Collected data entries:
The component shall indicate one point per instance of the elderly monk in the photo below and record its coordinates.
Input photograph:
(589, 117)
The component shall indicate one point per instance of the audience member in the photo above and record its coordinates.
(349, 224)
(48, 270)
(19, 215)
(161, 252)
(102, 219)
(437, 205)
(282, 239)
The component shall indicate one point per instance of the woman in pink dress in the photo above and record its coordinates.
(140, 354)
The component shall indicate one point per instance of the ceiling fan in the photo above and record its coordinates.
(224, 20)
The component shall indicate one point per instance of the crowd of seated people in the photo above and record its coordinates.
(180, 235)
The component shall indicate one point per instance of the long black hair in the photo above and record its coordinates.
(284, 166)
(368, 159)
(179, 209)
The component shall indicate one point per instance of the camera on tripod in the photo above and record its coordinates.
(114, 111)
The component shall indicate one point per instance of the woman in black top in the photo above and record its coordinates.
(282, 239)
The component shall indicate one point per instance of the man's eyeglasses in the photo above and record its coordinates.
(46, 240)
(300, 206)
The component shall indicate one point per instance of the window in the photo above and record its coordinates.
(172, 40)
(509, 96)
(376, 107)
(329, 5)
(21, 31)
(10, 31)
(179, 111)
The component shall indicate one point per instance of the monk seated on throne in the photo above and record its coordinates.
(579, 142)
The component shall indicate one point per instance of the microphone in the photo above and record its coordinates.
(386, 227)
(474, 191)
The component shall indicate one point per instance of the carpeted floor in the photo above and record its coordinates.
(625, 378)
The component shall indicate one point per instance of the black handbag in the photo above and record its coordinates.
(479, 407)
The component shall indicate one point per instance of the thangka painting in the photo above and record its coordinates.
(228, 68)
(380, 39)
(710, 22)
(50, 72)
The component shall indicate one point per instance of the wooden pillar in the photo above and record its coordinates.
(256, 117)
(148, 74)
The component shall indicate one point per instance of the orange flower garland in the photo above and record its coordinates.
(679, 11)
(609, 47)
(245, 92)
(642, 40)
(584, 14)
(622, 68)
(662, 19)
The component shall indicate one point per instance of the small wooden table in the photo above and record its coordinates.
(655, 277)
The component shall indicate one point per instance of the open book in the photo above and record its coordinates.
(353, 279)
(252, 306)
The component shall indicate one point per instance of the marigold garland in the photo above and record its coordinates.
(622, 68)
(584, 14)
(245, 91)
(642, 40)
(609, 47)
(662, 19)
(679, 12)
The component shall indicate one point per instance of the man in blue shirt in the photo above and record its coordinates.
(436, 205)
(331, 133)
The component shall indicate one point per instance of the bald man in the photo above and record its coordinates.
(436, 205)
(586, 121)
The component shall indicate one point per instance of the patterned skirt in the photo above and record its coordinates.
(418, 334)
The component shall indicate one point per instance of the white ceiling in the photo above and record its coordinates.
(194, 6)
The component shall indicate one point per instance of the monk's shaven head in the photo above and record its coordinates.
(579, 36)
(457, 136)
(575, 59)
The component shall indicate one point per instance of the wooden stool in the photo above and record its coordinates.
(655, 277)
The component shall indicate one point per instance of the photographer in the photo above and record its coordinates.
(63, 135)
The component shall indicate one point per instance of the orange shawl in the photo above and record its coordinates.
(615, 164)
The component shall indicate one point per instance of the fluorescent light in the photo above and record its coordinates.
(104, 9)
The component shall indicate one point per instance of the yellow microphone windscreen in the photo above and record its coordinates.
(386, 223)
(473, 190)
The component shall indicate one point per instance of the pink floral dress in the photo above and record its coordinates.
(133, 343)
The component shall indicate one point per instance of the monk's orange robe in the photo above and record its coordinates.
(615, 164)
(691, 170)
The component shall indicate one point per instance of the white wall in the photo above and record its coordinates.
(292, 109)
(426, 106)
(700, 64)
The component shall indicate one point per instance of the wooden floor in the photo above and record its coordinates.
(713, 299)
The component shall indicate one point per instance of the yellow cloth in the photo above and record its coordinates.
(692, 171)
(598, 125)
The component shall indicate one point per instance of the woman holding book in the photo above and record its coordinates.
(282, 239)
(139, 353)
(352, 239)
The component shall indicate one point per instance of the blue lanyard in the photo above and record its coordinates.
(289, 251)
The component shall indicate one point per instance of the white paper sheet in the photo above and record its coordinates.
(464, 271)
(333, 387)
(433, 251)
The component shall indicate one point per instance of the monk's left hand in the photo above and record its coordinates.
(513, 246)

● What is asked: Copy out every row above word for word.

● Exercise result:
The component shall indicate one point per instance of the elderly monk in the photo below and record its coordinates.
Input photograph:
(589, 117)
The component shall indicate one point per instance of the audience member in the photo above and record its coordinates.
(349, 224)
(48, 270)
(19, 215)
(161, 252)
(102, 219)
(437, 205)
(282, 239)
The component shall indicate one point per instance of the woman in pink dress in the photo above and record its coordinates.
(140, 354)
The component shall indicate one point per instance of the ceiling fan in the photo above and record its coordinates.
(224, 20)
The component shall indicate one point per instance of the crowd of seated people in the photo above and record its coordinates.
(180, 235)
The component shall indicate one point per instance of the long black hair in the photo above and record its coordinates.
(284, 166)
(368, 159)
(179, 209)
The component shall indicate one point per instance of the camera on tripod in the photo above and record its coordinates.
(114, 111)
The component shall indicate one point per instance of the woman in black top in the photo above and record its coordinates.
(282, 239)
The component shall indicate one point per instance of the man's eyeglasses in the photo above and record its coordinates.
(46, 240)
(300, 206)
The component shall indicate one point per instance of the window in the photo above and record its coordinates.
(172, 40)
(509, 96)
(376, 107)
(329, 5)
(21, 31)
(10, 31)
(179, 111)
The component shall indicate one point per instance of the monk seated on throne in the photo above and record its coordinates.
(579, 142)
The component shall indicate one point per instance of the microphone in the photo above and record its coordinates.
(386, 227)
(474, 191)
The component shall indicate one point per instance of the carpeted floor in the photo above and record its coordinates.
(625, 378)
The component shall indicate one point per instance of the black handbag in the photo above and record its coordinates.
(479, 407)
The component shall indicate one point per instance of the thangka painting in the photo above and record its coordinates.
(228, 68)
(380, 39)
(710, 22)
(50, 72)
The component shall indicate one point per instance of the wooden pillar in the photo above and record its coordinates.
(256, 117)
(148, 74)
The component shall indicate one point per instance of the orange flower garland in the photo above and record its coordinates.
(679, 11)
(609, 47)
(245, 92)
(642, 40)
(584, 14)
(622, 68)
(662, 19)
The component shall indicate one point per instance of the small wooden table in the photo above and record its coordinates.
(655, 277)
The component shall indicate one point per instance of the open book in the photo above and record its coordinates.
(353, 279)
(252, 306)
The component shall indicate one point per instance of the marigold garland in the photo above and record its coordinates.
(622, 68)
(584, 14)
(245, 91)
(642, 40)
(609, 47)
(662, 19)
(679, 12)
The component shall indicate one point per instance of the man in blue shirt in the photo above and record its coordinates.
(436, 205)
(331, 133)
The component shall indicate one point per instance of the bald man in the photo above and record its coordinates.
(436, 205)
(586, 121)
The component shall indicate one point per instance of the patterned skirt in the photo above and record its coordinates.
(418, 334)
The component shall indicate one point per instance of the white ceiling in the photo above and record its coordinates.
(194, 6)
The component shall indicate one point per instance of the monk's shaven head in the photo above and record its coordinates.
(579, 36)
(457, 136)
(575, 59)
The component shall indicate one point per instance of the wooden stool in the photo above and record its coordinates.
(655, 277)
The component shall indicate one point per instance of the photographer in the photo above and record its coordinates.
(63, 135)
The component shall indicate one point per instance of the orange shawl in the photo above and record its coordinates.
(615, 164)
The component shall indicate one point per instance of the fluorescent light in the photo above and record its coordinates.
(104, 9)
The component shall indicate one point per instance of the yellow microphone windscreen in the photo above and record its coordinates.
(386, 223)
(473, 190)
The component shall indicate one point per instance of the pink floral dress in the photo above and record its coordinates.
(133, 343)
The component shall indicate one point per instance of the monk's orange robe in the photo above and record its coordinates.
(615, 164)
(691, 170)
The component shall indicate one point per instance of the white wall in the photo above and record its coordinates.
(292, 109)
(426, 106)
(700, 64)
The component shall indicate one point per instance of the wooden floor in the photo above and record its coordinates.
(713, 299)
The component shall indicate one point per instance of the yellow cloth in the photo above and record its coordinates.
(692, 171)
(598, 125)
The component shall indicate one point per instance of the woman holding book in the photo above and record its coordinates.
(282, 239)
(139, 353)
(352, 239)
The component shall indicate one point per instance of the blue lanyard in the photo above and record its coordinates.
(289, 251)
The component shall indicate one point per instance of the white paper sheet in the photo above and record its coordinates.
(464, 271)
(333, 387)
(433, 251)
The component shall indicate one point per instance of the monk's left hand in the photo above and record its coordinates.
(513, 246)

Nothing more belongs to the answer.